WHAT THE TASK ASKS: Pull out every line in the rows below that contains the string "cloud".
──────────────────────────────
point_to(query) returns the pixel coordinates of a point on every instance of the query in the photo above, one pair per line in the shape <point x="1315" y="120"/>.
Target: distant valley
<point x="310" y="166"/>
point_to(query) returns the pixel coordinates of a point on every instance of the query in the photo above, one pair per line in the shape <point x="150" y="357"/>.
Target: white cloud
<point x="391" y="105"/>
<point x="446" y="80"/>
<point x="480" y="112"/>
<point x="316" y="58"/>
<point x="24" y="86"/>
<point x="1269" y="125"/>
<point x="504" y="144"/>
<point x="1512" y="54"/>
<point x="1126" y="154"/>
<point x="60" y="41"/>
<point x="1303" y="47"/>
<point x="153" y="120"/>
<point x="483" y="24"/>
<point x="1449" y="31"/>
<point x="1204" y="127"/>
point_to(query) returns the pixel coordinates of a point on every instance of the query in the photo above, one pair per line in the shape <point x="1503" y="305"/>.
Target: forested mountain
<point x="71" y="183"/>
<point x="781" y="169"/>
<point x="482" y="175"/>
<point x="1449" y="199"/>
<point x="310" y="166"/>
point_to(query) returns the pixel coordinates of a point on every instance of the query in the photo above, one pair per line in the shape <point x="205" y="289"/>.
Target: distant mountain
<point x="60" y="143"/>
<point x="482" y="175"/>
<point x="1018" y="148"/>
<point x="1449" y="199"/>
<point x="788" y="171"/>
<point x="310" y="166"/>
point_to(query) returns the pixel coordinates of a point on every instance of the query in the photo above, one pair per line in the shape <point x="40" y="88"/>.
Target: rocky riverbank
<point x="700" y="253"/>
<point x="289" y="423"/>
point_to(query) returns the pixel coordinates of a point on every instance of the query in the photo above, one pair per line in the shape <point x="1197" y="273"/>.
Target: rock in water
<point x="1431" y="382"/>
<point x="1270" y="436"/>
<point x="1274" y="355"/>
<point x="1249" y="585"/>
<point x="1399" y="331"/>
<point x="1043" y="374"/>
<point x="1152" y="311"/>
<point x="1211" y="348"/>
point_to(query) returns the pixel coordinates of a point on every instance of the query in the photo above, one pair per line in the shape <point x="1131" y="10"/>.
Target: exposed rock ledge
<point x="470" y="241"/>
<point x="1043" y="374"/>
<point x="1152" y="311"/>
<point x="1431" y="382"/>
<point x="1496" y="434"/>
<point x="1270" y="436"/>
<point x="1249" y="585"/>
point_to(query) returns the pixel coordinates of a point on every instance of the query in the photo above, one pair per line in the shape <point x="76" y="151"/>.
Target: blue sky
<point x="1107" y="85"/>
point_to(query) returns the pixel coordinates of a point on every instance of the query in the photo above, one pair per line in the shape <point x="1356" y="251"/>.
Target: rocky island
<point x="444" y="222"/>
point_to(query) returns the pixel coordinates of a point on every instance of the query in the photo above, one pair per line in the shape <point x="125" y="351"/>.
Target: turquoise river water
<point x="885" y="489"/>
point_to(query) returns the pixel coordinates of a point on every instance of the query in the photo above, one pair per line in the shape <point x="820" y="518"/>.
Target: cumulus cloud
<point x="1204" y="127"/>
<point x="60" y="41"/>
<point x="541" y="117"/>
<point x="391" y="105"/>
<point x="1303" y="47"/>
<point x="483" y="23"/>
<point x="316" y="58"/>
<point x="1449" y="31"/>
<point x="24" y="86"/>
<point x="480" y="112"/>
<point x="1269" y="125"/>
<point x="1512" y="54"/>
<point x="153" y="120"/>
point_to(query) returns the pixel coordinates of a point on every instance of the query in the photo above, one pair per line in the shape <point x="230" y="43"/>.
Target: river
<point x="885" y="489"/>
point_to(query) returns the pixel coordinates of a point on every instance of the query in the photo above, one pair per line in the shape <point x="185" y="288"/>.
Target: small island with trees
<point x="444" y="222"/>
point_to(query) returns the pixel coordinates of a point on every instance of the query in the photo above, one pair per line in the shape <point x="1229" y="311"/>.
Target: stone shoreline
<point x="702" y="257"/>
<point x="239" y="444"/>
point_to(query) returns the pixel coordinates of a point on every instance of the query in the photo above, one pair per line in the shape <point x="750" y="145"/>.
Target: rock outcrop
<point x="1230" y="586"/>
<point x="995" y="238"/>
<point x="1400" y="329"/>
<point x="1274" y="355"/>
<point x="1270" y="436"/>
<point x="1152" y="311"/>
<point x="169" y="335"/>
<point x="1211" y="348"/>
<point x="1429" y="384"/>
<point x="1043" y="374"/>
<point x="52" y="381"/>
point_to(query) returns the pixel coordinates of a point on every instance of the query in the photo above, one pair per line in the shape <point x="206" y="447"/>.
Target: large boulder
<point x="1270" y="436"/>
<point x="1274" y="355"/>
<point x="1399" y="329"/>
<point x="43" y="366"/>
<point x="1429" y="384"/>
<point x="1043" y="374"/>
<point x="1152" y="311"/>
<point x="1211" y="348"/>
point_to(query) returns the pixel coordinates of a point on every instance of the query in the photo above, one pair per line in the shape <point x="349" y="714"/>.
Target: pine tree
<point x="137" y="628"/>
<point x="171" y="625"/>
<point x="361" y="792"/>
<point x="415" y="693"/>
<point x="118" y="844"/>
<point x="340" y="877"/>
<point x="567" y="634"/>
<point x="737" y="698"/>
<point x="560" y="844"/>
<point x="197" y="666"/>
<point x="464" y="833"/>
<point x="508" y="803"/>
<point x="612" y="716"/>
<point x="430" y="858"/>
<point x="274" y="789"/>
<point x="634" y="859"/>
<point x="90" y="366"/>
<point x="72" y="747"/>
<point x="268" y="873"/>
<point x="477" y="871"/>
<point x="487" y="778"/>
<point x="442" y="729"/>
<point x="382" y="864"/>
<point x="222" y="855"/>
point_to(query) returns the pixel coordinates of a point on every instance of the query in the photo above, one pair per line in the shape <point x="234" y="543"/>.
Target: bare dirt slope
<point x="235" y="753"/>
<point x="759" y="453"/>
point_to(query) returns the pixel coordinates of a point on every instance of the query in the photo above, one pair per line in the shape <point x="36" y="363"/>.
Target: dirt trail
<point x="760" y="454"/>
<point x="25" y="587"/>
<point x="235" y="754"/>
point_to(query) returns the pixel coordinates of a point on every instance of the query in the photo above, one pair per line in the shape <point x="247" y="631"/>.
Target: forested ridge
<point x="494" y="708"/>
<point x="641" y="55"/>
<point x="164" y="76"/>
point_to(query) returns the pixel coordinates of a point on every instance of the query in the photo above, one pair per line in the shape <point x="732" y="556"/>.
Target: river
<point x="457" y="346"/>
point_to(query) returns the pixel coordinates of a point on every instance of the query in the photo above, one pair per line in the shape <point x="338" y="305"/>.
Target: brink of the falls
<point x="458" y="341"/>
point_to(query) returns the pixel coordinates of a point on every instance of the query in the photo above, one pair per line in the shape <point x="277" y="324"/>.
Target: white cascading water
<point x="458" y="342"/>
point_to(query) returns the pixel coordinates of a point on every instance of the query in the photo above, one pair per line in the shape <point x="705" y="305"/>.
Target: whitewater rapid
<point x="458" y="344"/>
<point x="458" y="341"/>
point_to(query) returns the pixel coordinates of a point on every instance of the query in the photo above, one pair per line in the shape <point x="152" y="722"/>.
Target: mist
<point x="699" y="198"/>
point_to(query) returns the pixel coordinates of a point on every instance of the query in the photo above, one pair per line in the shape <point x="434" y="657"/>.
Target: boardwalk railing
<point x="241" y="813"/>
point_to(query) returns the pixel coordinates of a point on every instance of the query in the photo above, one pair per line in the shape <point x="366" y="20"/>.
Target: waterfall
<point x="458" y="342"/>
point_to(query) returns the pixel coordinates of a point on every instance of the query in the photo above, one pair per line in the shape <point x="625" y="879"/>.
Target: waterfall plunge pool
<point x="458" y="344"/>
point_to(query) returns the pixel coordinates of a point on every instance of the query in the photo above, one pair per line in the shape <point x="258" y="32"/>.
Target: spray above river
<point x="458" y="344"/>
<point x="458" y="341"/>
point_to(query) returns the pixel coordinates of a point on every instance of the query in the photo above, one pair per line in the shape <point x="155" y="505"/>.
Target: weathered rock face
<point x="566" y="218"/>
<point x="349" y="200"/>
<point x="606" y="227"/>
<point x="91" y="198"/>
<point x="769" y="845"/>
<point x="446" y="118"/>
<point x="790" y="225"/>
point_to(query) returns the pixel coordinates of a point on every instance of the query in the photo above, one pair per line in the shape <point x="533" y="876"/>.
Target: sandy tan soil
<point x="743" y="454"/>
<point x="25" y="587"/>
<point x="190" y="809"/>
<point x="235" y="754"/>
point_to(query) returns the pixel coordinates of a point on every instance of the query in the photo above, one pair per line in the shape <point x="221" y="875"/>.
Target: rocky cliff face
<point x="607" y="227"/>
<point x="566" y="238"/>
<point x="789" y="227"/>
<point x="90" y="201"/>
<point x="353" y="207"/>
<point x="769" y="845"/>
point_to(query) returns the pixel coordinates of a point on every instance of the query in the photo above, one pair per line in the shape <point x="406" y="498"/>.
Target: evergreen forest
──────────────────────────────
EXERCISE SOLUTION:
Target: white cloud
Target: cumulus cloud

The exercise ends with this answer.